SET PROBLEM: Copy word for word the lines in the rows below, from the one holding "TARGET = river water" through the final line, inclusive.

Entries for identifying locations:
━━━━
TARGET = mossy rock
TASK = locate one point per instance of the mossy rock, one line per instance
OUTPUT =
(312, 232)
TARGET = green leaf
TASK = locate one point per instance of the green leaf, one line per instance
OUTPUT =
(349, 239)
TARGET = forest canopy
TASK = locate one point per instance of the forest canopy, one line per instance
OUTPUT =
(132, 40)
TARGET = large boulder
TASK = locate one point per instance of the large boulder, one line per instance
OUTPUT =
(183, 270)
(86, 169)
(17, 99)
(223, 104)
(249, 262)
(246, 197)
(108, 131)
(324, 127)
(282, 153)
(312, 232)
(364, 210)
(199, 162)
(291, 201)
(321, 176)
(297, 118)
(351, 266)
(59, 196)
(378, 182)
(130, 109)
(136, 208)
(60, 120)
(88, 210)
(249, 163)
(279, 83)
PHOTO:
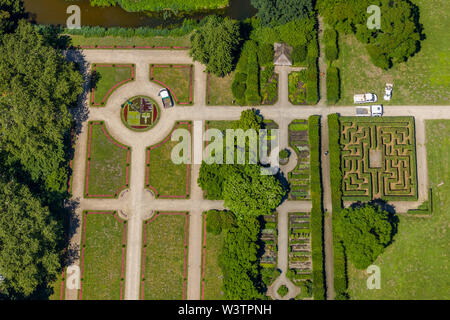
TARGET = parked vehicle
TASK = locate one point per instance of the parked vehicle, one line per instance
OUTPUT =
(388, 91)
(370, 111)
(365, 98)
(166, 98)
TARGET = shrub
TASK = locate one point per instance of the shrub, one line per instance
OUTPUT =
(216, 221)
(265, 54)
(333, 85)
(238, 87)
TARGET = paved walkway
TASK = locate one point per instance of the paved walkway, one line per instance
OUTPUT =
(137, 204)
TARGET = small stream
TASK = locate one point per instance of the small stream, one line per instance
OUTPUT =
(54, 12)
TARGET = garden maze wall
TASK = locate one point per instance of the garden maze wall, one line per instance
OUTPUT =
(378, 159)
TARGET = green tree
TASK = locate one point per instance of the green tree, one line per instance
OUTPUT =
(366, 231)
(10, 12)
(28, 241)
(248, 192)
(215, 44)
(239, 261)
(37, 87)
(276, 12)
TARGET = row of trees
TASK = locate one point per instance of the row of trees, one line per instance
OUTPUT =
(37, 88)
(397, 39)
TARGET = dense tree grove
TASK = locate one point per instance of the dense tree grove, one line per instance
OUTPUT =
(37, 88)
(396, 41)
(29, 237)
(216, 44)
(276, 12)
(365, 232)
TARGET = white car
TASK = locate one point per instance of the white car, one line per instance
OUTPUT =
(365, 98)
(388, 91)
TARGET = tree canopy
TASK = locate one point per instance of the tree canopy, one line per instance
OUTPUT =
(277, 12)
(366, 231)
(28, 241)
(215, 44)
(396, 41)
(37, 88)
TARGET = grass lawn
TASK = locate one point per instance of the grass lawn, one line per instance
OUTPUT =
(102, 256)
(165, 178)
(106, 78)
(219, 90)
(157, 41)
(177, 78)
(107, 167)
(423, 80)
(211, 273)
(165, 252)
(415, 266)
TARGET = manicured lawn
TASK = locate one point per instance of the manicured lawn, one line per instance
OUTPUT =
(102, 256)
(157, 41)
(423, 80)
(164, 274)
(415, 266)
(106, 78)
(211, 273)
(219, 90)
(165, 178)
(107, 165)
(177, 78)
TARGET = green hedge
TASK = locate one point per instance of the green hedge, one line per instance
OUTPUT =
(188, 26)
(252, 93)
(340, 264)
(333, 85)
(316, 211)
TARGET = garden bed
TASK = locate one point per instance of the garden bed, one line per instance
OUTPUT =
(140, 113)
(164, 257)
(103, 255)
(106, 78)
(299, 178)
(163, 177)
(178, 79)
(107, 163)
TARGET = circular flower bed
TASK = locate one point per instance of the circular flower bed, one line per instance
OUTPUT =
(140, 113)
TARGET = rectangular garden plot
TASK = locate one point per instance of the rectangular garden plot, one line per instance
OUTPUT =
(107, 163)
(300, 257)
(164, 254)
(103, 253)
(299, 178)
(378, 158)
(269, 236)
(211, 272)
(105, 78)
(164, 177)
(178, 79)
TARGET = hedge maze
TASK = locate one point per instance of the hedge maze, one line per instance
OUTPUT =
(378, 158)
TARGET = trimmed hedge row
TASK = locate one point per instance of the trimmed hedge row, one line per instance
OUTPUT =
(333, 85)
(144, 32)
(316, 211)
(340, 263)
(252, 93)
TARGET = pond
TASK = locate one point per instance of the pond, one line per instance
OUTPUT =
(54, 12)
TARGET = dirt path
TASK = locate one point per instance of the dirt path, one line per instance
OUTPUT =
(138, 204)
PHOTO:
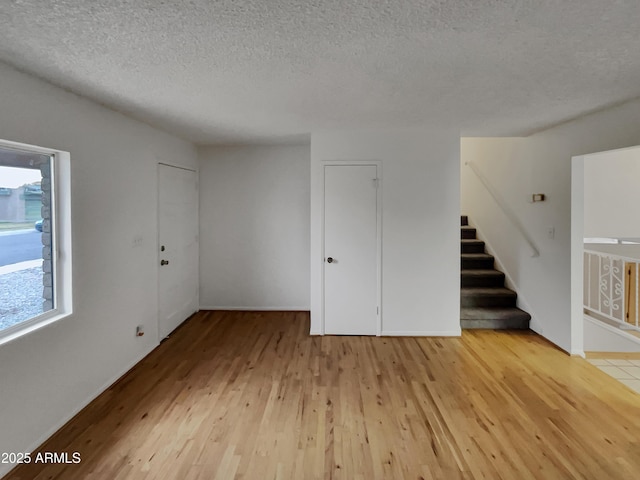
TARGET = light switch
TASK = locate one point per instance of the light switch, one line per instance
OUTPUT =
(551, 232)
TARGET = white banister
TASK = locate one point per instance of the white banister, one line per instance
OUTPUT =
(606, 291)
(505, 208)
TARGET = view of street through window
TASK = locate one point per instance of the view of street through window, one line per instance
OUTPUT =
(21, 245)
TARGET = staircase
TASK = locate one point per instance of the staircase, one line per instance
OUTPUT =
(484, 300)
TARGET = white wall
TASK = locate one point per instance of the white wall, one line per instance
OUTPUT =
(254, 227)
(601, 337)
(420, 225)
(49, 374)
(612, 194)
(541, 163)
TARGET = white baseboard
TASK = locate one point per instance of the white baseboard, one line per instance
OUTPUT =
(421, 333)
(258, 309)
(49, 433)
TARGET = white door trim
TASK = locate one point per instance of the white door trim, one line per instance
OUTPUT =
(352, 163)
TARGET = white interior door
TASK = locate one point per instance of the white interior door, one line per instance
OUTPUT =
(350, 250)
(178, 247)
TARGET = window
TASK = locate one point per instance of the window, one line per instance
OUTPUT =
(35, 260)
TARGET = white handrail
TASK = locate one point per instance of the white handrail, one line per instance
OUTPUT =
(505, 208)
(611, 287)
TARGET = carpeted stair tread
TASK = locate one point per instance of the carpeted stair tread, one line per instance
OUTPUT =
(481, 277)
(494, 291)
(467, 232)
(494, 318)
(484, 300)
(476, 261)
(487, 297)
(471, 245)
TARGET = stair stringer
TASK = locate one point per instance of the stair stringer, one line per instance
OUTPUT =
(521, 301)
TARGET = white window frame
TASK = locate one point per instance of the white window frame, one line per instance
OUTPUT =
(60, 242)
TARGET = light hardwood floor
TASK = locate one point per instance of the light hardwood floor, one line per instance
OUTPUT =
(253, 396)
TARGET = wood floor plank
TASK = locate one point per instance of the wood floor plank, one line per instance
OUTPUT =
(250, 395)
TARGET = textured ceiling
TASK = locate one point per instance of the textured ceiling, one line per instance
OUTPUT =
(231, 71)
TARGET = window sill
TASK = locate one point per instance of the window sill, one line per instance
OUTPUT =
(24, 328)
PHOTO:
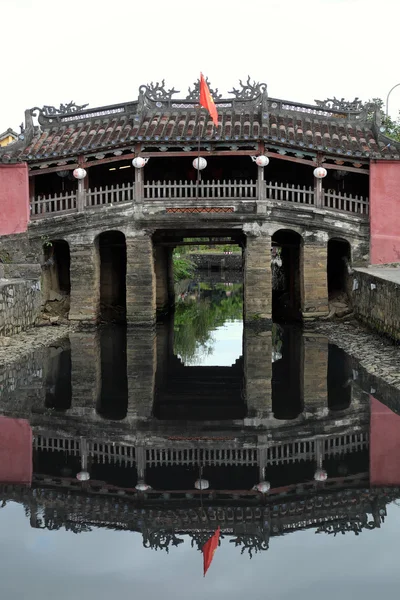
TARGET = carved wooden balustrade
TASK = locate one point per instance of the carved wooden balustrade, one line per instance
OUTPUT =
(210, 193)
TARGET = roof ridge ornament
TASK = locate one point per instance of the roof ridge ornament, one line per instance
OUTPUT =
(157, 91)
(65, 109)
(249, 91)
(343, 105)
(194, 94)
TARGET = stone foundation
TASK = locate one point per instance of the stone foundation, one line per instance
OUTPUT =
(376, 299)
(20, 302)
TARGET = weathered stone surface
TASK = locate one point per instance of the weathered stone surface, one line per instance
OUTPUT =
(19, 305)
(315, 284)
(257, 279)
(376, 300)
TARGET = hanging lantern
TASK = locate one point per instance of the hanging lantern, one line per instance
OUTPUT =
(263, 487)
(200, 163)
(201, 484)
(320, 475)
(320, 172)
(80, 173)
(139, 162)
(262, 160)
(142, 486)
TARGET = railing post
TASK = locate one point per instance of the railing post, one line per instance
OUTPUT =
(318, 193)
(81, 196)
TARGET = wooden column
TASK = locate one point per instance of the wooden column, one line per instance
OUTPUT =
(258, 373)
(315, 353)
(257, 279)
(140, 281)
(315, 279)
(85, 282)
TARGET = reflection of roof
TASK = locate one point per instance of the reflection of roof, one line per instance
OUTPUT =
(333, 127)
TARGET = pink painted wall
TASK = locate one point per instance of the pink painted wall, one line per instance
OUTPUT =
(15, 451)
(14, 198)
(384, 448)
(384, 201)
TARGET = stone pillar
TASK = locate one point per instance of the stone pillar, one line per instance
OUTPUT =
(257, 279)
(85, 372)
(140, 281)
(142, 363)
(85, 282)
(258, 373)
(164, 277)
(315, 279)
(315, 365)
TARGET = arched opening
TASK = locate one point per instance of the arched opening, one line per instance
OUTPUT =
(286, 263)
(340, 379)
(112, 402)
(112, 250)
(339, 257)
(56, 283)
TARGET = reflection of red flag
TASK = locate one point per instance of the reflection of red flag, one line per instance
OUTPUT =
(207, 101)
(209, 549)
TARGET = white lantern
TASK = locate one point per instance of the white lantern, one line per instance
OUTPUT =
(320, 172)
(139, 162)
(262, 160)
(142, 486)
(320, 475)
(263, 487)
(80, 173)
(201, 484)
(200, 163)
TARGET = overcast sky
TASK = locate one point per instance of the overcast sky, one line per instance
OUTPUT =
(101, 52)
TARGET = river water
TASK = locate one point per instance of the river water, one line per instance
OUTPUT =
(98, 415)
━━━━
RESPONSE BELOW:
TARGET = river water
TASK = locate one point per instance of the river water, one line per instance
OUTPUT =
(98, 415)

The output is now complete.